### INPUT MATERIAL
= = = =

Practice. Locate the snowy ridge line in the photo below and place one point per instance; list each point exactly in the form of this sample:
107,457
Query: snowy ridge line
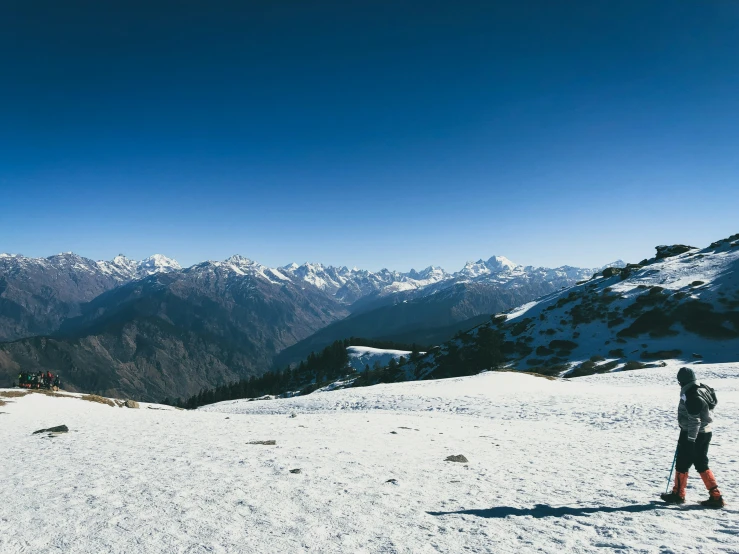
344,283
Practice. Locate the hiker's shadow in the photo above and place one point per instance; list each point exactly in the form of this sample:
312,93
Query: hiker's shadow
542,510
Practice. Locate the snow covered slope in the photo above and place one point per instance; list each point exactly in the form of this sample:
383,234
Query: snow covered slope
554,466
682,304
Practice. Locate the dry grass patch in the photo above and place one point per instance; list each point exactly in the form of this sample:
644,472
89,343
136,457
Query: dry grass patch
13,394
98,399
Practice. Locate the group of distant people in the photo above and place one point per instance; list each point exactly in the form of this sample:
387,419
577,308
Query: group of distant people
41,380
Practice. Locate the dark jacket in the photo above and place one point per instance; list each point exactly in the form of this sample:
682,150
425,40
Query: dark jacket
693,414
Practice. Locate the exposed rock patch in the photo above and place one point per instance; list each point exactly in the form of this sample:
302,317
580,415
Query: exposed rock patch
456,458
57,429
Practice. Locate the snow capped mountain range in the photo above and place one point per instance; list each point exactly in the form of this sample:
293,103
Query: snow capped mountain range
346,285
120,268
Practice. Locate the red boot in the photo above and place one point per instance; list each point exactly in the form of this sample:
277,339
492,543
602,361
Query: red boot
715,500
677,496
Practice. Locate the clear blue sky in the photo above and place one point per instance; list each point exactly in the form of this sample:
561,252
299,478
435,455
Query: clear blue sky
379,134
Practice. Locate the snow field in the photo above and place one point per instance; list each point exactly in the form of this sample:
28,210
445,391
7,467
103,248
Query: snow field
554,466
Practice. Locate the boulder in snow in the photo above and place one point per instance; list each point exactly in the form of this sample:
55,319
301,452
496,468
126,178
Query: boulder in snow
457,458
57,429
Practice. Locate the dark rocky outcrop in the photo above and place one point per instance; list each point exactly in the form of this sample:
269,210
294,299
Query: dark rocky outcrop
57,429
456,458
673,250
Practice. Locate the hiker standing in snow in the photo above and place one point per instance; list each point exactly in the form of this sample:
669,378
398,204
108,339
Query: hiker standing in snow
694,415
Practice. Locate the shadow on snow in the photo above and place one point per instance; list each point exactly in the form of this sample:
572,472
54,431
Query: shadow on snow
542,510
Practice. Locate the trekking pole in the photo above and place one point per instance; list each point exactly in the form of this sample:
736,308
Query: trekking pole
674,459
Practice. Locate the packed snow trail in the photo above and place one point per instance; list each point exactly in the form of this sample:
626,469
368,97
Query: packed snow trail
554,466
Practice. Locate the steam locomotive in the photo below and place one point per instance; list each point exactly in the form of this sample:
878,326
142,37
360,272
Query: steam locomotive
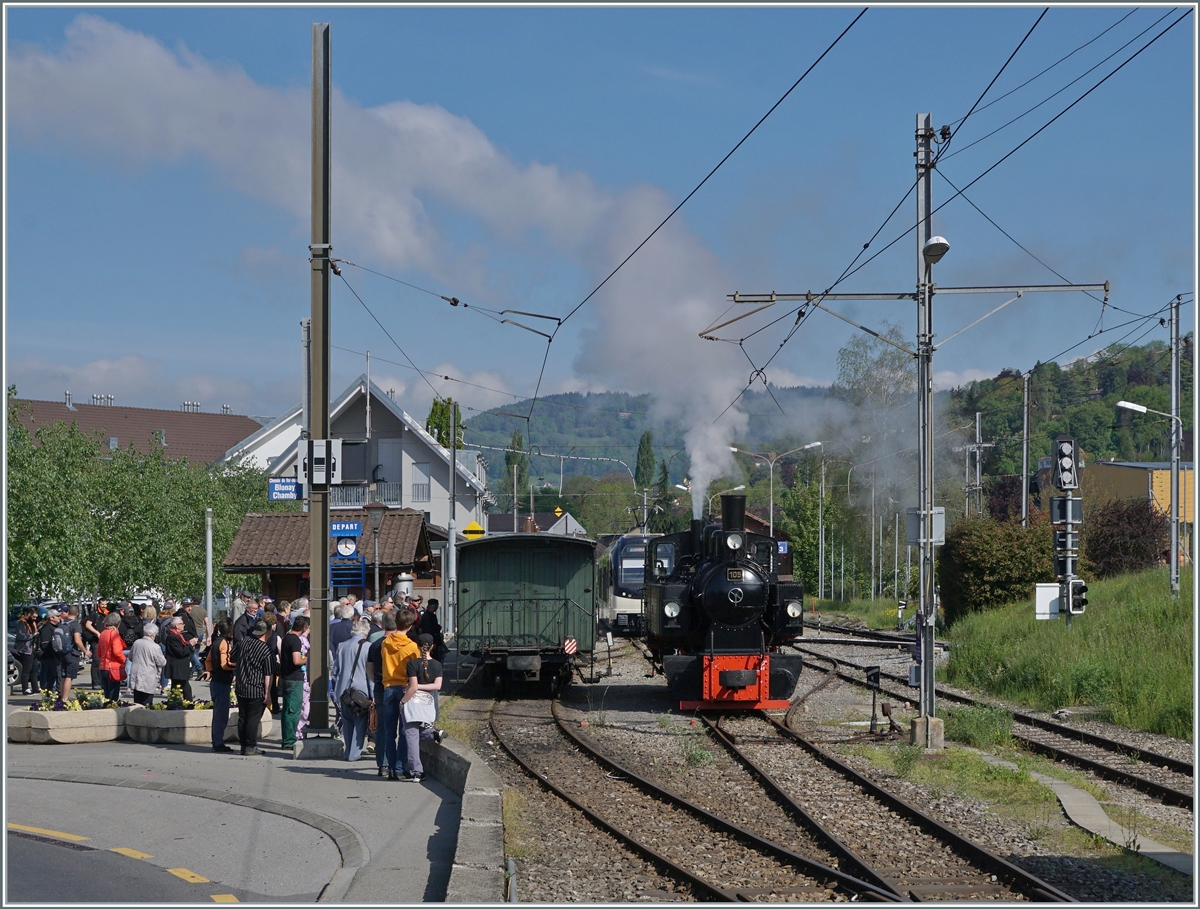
717,613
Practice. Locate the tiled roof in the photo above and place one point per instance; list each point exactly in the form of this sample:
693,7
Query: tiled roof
281,540
201,438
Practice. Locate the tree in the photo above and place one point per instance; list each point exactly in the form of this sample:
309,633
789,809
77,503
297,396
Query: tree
85,521
643,469
438,423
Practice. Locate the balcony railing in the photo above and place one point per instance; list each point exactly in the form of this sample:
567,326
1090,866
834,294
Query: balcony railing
355,497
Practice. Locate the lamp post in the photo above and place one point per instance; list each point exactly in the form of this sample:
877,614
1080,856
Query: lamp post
376,510
1176,433
735,489
771,462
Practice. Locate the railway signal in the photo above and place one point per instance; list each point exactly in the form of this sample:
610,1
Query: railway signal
1066,463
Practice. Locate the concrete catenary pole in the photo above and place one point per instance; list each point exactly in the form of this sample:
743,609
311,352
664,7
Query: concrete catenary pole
318,381
1175,445
451,557
927,616
208,563
821,537
1025,449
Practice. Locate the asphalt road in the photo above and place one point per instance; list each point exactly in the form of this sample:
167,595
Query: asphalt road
167,840
83,873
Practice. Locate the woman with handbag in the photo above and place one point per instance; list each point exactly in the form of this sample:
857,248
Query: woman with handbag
111,656
420,705
351,688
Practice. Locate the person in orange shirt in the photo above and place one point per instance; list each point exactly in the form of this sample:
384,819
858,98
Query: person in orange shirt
111,656
397,649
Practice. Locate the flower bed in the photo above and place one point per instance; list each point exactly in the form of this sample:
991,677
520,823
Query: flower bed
69,726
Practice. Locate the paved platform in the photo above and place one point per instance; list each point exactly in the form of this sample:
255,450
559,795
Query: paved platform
1087,813
367,840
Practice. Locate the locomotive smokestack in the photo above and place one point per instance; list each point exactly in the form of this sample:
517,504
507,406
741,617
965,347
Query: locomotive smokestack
733,513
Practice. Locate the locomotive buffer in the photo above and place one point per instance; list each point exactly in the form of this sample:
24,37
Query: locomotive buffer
930,250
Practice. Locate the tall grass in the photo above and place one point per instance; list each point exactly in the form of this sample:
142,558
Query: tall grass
1131,654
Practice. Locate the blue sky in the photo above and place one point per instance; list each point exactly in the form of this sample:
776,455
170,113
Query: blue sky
157,164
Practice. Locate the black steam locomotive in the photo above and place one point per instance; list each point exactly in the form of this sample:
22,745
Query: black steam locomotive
715,614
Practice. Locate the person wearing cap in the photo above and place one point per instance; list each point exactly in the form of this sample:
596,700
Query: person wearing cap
147,662
48,674
424,674
252,685
93,626
130,631
24,634
396,650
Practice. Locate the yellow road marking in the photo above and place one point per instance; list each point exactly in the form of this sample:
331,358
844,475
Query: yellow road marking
131,853
58,834
191,877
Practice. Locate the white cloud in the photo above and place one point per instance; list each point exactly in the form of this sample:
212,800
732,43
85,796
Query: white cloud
126,96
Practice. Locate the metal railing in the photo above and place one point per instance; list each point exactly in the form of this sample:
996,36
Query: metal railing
521,622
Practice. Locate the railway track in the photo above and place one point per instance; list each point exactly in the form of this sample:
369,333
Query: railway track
1161,776
888,840
721,861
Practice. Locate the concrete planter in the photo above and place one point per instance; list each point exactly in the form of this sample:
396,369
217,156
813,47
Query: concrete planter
69,727
184,727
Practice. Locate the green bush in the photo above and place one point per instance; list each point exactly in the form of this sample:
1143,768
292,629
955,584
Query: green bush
1123,536
988,563
1131,654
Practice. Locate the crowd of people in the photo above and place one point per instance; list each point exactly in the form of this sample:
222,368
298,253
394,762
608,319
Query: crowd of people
384,666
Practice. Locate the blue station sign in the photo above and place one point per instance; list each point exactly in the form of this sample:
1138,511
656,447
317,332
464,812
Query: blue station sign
285,488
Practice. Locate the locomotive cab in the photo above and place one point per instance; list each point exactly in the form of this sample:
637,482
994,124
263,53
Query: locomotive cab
715,614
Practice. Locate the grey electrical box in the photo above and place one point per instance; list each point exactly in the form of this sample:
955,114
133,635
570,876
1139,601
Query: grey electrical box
354,463
913,522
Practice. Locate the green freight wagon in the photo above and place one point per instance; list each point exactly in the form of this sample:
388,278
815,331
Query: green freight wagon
527,606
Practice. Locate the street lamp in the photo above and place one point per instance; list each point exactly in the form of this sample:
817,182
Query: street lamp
735,489
376,510
1176,434
771,462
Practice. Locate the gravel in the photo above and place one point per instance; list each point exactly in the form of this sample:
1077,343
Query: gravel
631,714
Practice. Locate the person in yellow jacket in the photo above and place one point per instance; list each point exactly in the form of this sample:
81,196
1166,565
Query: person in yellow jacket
397,649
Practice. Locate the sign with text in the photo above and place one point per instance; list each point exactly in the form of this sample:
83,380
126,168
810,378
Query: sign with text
285,488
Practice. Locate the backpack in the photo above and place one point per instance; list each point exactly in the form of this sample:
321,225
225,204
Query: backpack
63,639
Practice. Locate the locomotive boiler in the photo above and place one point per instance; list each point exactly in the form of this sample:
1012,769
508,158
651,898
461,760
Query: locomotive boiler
717,615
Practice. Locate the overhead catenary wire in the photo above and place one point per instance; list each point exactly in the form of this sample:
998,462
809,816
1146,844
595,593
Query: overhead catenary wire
959,192
684,202
1056,94
964,120
1056,62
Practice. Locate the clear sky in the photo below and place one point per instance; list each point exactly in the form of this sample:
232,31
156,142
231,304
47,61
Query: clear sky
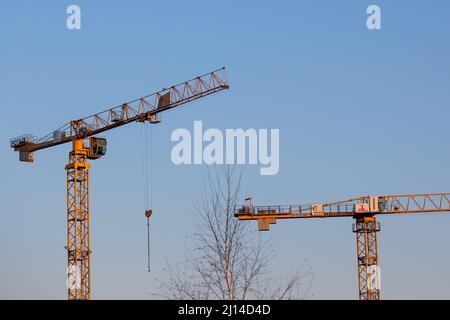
360,112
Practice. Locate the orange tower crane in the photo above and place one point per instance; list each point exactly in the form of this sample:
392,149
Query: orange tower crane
78,132
363,210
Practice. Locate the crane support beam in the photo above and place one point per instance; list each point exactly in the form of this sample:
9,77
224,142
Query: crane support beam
78,236
142,109
366,229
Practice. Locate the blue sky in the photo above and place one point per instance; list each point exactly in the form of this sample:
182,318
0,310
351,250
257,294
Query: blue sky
360,112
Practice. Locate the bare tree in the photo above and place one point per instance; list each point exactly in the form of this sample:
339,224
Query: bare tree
229,259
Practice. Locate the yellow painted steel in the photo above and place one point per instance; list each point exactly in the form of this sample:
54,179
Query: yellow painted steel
78,236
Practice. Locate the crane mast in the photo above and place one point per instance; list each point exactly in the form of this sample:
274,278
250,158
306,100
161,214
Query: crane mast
364,210
78,132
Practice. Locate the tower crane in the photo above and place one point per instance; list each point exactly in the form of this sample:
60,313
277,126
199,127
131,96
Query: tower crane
87,146
364,210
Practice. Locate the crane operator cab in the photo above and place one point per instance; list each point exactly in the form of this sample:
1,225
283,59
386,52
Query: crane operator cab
97,147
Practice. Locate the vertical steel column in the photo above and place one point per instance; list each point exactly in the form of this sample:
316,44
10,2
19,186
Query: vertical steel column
78,238
366,229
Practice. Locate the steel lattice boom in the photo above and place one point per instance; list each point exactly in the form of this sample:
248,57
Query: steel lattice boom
145,109
142,109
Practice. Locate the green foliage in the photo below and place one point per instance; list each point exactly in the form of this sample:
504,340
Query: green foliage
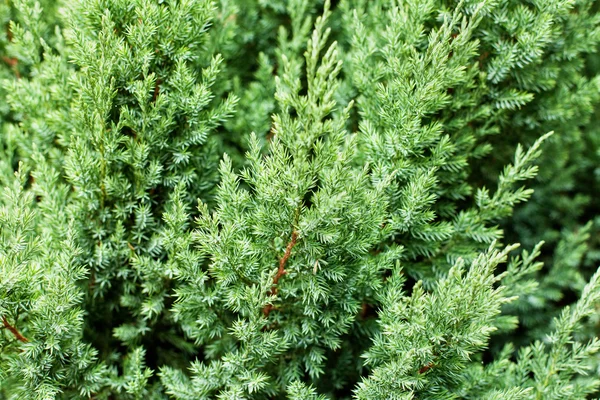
249,199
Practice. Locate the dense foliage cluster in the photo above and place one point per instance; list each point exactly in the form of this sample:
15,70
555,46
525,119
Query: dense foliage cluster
301,199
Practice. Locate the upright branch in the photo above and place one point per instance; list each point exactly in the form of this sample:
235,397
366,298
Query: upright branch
14,331
281,270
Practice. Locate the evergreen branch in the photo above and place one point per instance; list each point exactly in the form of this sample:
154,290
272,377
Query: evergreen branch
14,331
281,270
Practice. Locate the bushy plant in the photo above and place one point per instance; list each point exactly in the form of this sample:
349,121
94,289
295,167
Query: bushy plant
248,199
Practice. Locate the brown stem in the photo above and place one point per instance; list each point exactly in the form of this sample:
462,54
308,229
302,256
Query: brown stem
281,271
14,331
156,89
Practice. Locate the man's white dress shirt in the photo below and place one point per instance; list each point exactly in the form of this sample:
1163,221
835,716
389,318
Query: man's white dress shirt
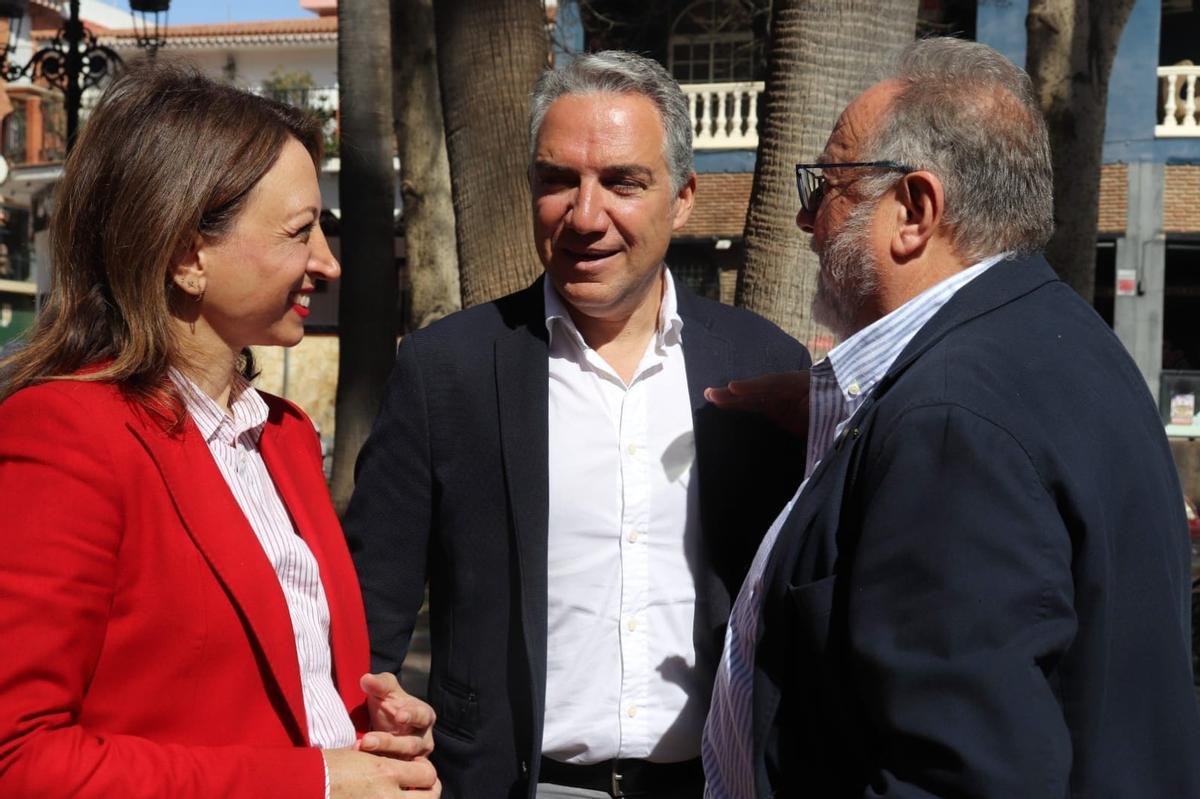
621,594
839,385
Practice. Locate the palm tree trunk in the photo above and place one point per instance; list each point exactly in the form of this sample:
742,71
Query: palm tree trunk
820,56
424,168
1072,44
367,312
490,52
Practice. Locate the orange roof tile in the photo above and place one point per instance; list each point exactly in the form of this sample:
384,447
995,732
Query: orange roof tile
307,29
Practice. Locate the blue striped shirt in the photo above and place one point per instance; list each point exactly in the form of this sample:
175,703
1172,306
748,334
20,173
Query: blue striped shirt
839,385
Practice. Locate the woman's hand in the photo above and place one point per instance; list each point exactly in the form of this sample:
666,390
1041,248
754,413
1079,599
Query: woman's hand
358,775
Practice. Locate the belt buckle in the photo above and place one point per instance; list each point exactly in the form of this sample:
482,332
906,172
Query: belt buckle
617,776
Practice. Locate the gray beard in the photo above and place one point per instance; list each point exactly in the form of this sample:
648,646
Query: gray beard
847,274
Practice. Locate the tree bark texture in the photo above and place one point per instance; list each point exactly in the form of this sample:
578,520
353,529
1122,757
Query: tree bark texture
1072,44
821,54
430,245
490,52
367,312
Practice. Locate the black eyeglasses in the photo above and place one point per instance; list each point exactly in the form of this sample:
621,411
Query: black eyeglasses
811,185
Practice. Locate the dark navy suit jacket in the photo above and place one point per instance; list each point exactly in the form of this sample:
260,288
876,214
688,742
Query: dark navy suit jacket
451,487
984,589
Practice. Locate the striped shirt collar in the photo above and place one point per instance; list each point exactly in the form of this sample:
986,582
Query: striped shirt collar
247,409
861,361
841,380
670,328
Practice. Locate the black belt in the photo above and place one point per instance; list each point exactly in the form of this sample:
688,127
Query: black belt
628,778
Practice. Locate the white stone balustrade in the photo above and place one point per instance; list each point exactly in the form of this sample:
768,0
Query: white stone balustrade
724,115
1179,101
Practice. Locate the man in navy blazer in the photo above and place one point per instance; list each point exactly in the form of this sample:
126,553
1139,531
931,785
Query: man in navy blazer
581,565
982,587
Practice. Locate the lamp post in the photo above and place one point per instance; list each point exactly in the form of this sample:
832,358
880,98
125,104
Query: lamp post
75,61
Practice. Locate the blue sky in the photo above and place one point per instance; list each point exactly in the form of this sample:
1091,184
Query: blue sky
186,12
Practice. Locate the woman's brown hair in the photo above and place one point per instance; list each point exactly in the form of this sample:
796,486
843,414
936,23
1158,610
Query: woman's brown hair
166,155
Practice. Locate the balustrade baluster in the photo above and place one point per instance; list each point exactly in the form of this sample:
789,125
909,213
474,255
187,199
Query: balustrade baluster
1169,118
1189,102
736,121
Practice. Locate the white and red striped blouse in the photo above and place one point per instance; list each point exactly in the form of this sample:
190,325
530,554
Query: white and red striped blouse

= = = =

### EXERCISE OBJECTIVE
Set down, exactly and in full, the lines from the one containing "Practice. Locate the dark navy" through the end of the entries; no other line belongs.

### TASK OUTPUT
Practice. Locate the dark navy suit jacket in the photo above and place one point per instance; list each point exactly in the form of this sample:
260,288
876,214
688,742
Query: dark navy suit jacket
451,487
984,589
Practice. Locate the striped shirt collar in the photo above and place one point per instance; list each point exactly in the form of this sample:
986,582
Query: striped shirt collar
247,409
861,361
841,380
670,328
Practice. Locate the black belt in the photo above and place one point per instance; list each point exactly in the form of this sample:
688,127
Query: black belt
628,778
Practice. Locate the white stone balustrade in the photo above and place one point per instance; list each point exactly in the form of this sample:
768,0
Query: white stone balustrade
724,115
1179,101
Practice. Locate the man in navy blazer in the photo above and place one point per instance; list each point exactly in the form of this sample:
126,553
1139,531
931,785
Query: man in navy blazer
581,565
982,587
Practice. Locate the lamp post in the photo above and place one point per instance; list each point exactly in the form of this sample:
832,358
880,98
125,104
Query: lamp post
75,61
Practice. Locate the blue sky in the photo above and place one point per instance; list each point exactly in the form of this sample:
1091,184
Query: blue sky
186,12
Practice. Locate the woman's brown hair in the photo above and place one point per instance; list each point exactly in the form of this sample:
796,486
843,414
936,23
1158,610
Query: woman's brown hair
166,155
Practice. Locate the balustrade baluster in the photo above and place one point per instance; list each point exactly in the form of this sample:
789,125
909,213
474,255
187,199
Query: balustrade baluster
1169,118
1189,102
736,121
Practice. Locate the white and red striped blouse in the photo above and place one point per instance; list each point exactly in the form of this sample:
190,325
530,554
Query: white and red striped blouse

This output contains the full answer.